Copy out the records from the line containing "Seedling-scouting request: tag the reflection" through the end of the records, inclusive, changing "marker" to "pin" and keeping everything else the same.

━━━━━━━━━━━━━━━━━━━━

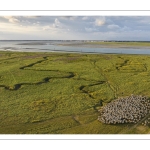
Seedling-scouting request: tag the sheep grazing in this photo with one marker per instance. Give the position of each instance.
(130, 109)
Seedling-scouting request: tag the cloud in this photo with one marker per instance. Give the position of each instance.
(90, 29)
(56, 24)
(100, 22)
(12, 19)
(113, 26)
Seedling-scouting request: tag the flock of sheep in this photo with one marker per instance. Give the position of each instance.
(130, 109)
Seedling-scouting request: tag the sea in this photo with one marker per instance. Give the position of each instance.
(57, 46)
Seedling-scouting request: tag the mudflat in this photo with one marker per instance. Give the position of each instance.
(62, 93)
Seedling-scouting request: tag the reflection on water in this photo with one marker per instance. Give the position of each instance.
(54, 46)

━━━━━━━━━━━━━━━━━━━━

### In response
Seedling-scouting request: tag the reflection on water in this photo with one pin per instance. Give the position of each instance.
(54, 46)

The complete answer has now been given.